Saved data entries
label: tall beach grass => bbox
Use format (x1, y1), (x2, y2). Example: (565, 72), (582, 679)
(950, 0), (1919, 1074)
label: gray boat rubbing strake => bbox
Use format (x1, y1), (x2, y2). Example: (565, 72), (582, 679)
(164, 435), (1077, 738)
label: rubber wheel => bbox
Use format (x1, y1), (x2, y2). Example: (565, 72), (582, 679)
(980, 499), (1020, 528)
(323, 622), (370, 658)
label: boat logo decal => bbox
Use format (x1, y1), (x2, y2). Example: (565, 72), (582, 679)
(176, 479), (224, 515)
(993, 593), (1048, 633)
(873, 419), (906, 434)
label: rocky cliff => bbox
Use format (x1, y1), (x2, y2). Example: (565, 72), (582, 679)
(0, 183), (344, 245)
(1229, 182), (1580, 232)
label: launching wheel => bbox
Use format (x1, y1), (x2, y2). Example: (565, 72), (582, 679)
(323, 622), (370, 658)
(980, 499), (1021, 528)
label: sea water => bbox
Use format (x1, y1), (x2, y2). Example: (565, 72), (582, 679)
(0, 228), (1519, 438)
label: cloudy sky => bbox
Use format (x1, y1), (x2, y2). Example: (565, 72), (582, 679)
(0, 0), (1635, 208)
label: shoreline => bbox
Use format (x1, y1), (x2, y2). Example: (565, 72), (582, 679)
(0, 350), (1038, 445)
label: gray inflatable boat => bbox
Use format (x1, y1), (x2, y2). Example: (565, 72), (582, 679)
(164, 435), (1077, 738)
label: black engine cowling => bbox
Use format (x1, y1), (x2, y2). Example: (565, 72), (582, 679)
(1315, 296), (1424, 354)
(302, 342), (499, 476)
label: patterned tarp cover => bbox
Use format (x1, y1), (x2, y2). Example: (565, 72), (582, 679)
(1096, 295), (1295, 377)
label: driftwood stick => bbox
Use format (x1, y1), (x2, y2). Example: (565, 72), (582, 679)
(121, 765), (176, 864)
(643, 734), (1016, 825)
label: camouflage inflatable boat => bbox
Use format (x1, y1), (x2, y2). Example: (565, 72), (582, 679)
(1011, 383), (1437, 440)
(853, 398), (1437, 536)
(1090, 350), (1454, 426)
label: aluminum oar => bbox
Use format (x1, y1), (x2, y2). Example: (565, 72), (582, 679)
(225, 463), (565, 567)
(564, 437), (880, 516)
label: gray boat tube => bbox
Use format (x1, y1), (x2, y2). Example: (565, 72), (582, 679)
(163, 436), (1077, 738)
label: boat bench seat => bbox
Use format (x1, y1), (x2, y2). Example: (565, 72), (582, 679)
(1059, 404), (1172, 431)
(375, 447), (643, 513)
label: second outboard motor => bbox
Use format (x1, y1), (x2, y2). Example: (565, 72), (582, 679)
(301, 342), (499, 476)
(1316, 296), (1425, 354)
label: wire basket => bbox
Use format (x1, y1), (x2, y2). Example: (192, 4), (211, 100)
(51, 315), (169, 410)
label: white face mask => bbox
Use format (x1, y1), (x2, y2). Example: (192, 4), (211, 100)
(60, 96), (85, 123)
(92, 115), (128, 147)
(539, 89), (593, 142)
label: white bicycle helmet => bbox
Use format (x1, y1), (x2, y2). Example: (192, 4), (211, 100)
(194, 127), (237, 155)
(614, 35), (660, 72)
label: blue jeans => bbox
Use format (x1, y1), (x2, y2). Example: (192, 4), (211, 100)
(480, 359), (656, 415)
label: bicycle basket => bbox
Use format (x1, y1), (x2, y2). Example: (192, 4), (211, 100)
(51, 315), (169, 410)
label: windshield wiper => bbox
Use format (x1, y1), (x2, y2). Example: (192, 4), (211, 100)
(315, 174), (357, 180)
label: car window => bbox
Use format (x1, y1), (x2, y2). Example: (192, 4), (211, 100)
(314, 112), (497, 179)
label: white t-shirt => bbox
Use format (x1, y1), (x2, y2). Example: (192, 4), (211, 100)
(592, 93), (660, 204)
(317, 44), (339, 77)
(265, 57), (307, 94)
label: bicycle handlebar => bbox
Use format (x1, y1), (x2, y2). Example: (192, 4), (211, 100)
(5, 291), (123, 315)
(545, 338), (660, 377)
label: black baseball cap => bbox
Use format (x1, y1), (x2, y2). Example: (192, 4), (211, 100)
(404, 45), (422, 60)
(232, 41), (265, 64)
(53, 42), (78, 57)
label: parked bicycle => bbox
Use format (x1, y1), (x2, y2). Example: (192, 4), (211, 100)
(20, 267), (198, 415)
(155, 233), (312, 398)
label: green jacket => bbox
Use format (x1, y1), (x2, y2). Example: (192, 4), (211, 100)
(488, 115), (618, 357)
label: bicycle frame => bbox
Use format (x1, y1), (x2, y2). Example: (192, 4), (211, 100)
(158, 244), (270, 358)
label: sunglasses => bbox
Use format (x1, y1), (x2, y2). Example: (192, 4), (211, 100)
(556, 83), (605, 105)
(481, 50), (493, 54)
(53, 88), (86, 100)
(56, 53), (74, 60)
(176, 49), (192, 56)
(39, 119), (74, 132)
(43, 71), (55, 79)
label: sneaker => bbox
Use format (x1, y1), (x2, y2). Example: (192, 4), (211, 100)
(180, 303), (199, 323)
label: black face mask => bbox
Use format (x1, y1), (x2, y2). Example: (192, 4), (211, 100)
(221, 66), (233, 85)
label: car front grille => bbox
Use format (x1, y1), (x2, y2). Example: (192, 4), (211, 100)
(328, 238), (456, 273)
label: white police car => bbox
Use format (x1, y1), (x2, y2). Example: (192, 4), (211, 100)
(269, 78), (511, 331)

* [Task statement] Write out exactly the lines that fall from the line with "label: shoreline => bbox" to the line with "label: black engine cowling => bbox" in the records above, keeping both ends.

* [Response]
label: shoreline => bbox
Use format (x1, y1), (x2, y2). Example: (565, 72), (582, 679)
(0, 350), (1038, 445)
label: gray inflatable boat => bbox
Use format (x1, y1), (x2, y2). Example: (565, 72), (582, 679)
(164, 435), (1077, 738)
label: black engine cowling => bbox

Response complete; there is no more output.